> _DESCRIPTION OF THE TASK_
Every line from the line containing "Where can the churchyard" through the final line below is to be repeated exactly; no other line is.

-- Begin DATA FOR PROCESSING --

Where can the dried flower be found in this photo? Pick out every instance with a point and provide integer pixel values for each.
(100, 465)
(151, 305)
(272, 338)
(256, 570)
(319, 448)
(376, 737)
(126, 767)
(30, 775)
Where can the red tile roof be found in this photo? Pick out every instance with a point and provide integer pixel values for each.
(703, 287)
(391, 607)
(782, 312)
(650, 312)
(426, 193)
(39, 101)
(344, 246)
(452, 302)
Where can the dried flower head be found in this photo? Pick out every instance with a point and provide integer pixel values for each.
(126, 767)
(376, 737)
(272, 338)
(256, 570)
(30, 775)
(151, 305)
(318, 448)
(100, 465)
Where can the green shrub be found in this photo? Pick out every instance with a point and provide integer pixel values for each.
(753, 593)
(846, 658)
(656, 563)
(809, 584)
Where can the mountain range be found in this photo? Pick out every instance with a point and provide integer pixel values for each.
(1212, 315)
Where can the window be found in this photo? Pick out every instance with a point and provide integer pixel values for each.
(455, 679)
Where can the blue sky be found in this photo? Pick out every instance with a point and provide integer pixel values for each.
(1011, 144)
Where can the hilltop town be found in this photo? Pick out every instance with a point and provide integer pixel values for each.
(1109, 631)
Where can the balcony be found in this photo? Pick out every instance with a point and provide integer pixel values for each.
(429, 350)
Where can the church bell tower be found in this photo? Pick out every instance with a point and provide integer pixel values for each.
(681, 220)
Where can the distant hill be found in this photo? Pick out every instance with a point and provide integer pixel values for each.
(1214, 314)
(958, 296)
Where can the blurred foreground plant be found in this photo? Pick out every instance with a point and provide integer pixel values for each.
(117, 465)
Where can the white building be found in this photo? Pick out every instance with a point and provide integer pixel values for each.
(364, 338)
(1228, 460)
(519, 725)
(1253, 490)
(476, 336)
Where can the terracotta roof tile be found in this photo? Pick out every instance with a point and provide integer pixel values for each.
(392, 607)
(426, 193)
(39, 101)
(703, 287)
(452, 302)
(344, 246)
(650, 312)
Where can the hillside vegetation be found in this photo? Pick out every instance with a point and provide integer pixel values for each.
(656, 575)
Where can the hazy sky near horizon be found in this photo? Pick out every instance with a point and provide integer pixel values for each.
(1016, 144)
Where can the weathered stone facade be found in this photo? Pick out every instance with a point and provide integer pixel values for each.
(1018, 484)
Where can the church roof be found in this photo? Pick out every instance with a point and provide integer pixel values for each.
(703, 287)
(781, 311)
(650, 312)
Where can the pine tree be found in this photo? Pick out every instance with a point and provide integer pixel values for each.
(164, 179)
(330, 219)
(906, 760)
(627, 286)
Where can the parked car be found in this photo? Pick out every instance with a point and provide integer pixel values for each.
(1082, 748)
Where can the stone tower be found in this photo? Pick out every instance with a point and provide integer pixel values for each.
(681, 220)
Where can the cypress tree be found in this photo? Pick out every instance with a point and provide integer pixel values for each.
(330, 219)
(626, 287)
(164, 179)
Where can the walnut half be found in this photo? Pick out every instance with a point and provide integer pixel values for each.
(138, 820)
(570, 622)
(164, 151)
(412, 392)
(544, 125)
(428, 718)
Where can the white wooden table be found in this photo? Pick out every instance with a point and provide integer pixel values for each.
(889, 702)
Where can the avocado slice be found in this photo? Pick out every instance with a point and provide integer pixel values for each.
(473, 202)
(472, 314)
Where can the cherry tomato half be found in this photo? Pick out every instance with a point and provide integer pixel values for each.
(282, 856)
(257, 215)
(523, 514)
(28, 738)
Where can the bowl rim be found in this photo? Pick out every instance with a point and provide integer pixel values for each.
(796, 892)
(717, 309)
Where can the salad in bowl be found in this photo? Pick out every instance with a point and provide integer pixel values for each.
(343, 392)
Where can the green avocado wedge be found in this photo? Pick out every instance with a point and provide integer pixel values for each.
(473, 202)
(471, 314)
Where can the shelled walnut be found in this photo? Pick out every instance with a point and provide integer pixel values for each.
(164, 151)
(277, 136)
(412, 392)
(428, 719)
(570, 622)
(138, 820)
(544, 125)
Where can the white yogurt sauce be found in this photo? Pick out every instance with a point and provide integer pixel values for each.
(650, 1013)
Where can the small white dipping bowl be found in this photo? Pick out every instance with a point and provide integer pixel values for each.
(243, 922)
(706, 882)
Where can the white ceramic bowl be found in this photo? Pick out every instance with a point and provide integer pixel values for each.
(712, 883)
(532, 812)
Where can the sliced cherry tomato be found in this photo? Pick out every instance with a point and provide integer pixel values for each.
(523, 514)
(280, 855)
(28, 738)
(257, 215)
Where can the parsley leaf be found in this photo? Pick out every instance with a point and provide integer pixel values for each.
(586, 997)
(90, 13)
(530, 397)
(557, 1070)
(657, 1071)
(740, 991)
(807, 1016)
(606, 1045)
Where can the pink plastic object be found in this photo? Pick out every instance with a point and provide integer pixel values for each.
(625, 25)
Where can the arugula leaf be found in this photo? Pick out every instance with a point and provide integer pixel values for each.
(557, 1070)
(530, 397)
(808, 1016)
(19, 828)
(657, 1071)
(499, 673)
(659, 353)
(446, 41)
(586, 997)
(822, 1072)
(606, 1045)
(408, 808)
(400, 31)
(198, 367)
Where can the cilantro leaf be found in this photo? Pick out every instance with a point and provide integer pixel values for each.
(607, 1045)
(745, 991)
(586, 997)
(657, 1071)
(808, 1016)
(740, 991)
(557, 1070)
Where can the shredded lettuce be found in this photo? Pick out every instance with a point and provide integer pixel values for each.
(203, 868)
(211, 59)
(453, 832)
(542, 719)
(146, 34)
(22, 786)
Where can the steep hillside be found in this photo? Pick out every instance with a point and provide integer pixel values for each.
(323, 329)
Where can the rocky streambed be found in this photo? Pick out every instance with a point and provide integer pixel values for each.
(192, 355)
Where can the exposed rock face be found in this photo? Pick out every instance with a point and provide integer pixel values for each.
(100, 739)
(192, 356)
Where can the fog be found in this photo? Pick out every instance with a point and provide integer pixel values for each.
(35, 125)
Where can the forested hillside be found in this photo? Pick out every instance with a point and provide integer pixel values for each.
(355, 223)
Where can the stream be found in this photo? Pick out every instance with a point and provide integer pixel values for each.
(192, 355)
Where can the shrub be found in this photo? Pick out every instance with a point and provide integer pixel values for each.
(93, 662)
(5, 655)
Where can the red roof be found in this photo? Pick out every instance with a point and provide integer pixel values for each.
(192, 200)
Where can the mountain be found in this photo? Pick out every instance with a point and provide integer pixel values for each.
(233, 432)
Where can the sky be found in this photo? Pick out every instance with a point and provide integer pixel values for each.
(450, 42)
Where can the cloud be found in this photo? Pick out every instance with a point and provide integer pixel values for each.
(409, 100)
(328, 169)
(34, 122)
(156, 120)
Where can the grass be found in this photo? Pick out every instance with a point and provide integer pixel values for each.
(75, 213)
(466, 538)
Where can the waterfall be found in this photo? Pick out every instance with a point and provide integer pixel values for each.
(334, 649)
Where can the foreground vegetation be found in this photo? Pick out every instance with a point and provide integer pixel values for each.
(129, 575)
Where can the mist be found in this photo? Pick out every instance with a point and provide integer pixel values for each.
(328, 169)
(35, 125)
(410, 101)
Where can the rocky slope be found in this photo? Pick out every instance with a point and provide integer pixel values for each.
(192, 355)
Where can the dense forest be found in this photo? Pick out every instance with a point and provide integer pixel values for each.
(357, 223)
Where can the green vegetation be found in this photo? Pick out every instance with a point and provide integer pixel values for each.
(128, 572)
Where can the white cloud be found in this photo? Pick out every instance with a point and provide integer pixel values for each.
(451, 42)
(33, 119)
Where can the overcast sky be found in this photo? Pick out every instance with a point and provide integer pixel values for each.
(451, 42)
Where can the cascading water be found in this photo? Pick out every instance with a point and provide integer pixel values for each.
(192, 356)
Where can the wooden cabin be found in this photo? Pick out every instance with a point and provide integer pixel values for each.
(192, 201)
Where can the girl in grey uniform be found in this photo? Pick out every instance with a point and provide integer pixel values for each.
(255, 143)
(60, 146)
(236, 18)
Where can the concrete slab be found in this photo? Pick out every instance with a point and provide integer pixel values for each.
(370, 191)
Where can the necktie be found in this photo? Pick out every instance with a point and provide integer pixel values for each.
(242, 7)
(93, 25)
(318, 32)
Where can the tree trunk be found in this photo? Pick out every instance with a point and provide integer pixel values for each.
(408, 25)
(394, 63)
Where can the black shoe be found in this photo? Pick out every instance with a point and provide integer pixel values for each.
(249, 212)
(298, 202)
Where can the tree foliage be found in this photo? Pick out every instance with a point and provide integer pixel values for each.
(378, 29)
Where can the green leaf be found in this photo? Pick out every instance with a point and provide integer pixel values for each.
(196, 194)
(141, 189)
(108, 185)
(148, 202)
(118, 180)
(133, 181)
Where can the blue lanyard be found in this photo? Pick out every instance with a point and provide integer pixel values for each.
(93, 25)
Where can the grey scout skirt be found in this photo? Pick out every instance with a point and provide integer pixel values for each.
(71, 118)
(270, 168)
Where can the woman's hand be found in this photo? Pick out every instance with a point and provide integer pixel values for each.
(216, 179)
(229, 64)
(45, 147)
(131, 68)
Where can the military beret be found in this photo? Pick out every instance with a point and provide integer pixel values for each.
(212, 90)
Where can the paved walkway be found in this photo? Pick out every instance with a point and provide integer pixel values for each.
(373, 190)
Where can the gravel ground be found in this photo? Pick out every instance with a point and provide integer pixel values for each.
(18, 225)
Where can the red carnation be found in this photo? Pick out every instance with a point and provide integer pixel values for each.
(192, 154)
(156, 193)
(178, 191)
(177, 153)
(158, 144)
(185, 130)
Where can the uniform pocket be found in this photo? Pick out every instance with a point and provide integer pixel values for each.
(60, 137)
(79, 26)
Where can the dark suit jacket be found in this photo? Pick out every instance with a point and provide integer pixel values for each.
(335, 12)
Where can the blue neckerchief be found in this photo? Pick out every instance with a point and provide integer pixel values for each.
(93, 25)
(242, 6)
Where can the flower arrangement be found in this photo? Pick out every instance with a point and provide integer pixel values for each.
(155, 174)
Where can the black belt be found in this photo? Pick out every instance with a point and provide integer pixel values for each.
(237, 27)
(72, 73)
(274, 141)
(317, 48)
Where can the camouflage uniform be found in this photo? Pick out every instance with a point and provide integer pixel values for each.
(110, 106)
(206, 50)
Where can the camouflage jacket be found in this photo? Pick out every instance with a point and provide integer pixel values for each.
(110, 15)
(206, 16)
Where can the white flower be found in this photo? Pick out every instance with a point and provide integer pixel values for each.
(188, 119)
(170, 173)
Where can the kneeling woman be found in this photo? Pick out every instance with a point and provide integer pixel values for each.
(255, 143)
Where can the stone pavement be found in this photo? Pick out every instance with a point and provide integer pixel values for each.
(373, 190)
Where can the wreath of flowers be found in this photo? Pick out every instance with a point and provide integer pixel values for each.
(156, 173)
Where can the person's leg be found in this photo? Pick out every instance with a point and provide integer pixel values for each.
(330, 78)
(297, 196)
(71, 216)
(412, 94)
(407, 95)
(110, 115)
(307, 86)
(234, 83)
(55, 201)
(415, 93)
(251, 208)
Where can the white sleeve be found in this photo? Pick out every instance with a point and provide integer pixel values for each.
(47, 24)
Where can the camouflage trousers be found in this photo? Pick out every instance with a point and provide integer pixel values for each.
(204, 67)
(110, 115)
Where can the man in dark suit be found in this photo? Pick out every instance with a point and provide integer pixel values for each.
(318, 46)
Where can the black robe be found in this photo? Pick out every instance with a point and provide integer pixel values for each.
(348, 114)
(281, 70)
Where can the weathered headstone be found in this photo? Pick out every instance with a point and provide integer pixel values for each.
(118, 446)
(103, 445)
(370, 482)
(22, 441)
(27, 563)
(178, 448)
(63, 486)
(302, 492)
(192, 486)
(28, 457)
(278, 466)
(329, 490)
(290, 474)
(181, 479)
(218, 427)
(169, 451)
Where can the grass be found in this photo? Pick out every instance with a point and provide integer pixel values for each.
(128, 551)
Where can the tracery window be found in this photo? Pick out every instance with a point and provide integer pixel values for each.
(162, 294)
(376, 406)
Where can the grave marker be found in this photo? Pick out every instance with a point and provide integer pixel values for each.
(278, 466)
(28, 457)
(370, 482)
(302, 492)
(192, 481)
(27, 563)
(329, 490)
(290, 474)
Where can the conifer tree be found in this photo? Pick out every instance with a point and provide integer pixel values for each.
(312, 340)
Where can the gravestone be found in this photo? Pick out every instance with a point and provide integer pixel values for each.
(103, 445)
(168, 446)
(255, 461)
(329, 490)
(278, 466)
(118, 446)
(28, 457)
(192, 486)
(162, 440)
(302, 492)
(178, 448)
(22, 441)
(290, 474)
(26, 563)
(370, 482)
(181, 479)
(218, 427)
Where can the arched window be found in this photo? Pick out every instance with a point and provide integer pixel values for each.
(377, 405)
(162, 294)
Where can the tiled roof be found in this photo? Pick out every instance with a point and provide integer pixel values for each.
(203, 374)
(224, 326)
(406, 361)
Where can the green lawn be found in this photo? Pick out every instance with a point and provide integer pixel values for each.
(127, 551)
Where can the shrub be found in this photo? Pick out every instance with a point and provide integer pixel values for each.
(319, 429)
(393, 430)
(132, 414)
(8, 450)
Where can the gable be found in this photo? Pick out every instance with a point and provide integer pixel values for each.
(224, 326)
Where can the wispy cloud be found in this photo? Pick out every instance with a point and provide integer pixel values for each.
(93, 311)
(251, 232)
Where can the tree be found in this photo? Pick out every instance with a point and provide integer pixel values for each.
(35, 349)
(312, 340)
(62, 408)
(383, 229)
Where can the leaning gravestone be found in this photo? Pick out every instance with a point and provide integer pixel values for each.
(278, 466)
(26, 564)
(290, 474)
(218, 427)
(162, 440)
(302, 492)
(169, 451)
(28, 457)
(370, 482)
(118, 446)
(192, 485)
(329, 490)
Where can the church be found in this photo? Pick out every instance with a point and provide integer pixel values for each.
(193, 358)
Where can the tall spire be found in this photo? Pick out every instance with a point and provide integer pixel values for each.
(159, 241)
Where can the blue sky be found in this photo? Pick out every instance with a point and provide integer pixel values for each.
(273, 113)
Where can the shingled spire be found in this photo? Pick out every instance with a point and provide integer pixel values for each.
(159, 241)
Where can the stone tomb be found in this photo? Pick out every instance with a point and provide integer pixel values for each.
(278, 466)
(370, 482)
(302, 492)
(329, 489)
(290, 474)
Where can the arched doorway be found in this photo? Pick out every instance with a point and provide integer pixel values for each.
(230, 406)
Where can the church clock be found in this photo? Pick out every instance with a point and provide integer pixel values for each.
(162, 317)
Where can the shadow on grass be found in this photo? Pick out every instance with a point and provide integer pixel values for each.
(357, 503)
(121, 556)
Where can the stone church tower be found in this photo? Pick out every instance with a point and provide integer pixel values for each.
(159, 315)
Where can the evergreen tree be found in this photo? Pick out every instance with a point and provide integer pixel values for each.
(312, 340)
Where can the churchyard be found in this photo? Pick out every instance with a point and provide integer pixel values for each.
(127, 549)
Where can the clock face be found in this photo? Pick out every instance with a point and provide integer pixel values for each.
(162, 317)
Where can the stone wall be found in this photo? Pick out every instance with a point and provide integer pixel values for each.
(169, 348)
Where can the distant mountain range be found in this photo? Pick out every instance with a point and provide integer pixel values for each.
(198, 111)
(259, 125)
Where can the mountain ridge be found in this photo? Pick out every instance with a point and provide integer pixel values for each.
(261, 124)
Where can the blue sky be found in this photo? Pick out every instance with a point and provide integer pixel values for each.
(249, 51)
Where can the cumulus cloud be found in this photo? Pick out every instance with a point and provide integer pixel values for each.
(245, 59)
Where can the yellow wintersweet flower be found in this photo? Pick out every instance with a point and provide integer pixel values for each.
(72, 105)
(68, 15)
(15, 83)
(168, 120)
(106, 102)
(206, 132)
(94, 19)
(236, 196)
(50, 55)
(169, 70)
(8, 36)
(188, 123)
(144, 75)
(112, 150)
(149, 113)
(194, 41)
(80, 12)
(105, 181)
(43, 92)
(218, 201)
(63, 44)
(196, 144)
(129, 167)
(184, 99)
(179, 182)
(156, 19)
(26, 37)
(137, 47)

-- End DATA FOR PROCESSING --

> _WRITTEN SOLUTION_
Where can the churchyard be found in this photo? Pick out every instance with a point and provide integer pixel values for each.
(127, 549)
Where can the clock face be found in this photo? Pick out every instance with a point and provide integer pixel values for each.
(162, 317)
Where can the stone wall be found in this photo? Pick out every instance with a point and provide integer pixel values for each.
(169, 348)
Where can the distant mountain range be found in this photo? Pick out every instance with a point and provide integer pixel values for each.
(198, 111)
(259, 125)
Where can the mountain ridge be found in this photo? Pick out every instance with a point and provide integer pixel values for each.
(261, 124)
Where can the blue sky be found in this photo? Pick out every instance with a point and provide integer pixel values for each.
(249, 51)
Where can the cumulus cloud be found in this photo? Pick out every instance with a point and provide integer pixel values for each.
(245, 59)
Where can the yellow wintersweet flower be found in this photo? Pick out every instance with a point and provide integer pixel values for each.
(72, 105)
(68, 15)
(15, 83)
(168, 120)
(106, 102)
(206, 132)
(94, 19)
(236, 196)
(50, 55)
(169, 70)
(8, 36)
(188, 123)
(144, 75)
(112, 150)
(149, 113)
(194, 41)
(80, 12)
(105, 181)
(43, 92)
(218, 201)
(63, 44)
(196, 144)
(129, 167)
(184, 99)
(179, 182)
(156, 19)
(26, 37)
(137, 47)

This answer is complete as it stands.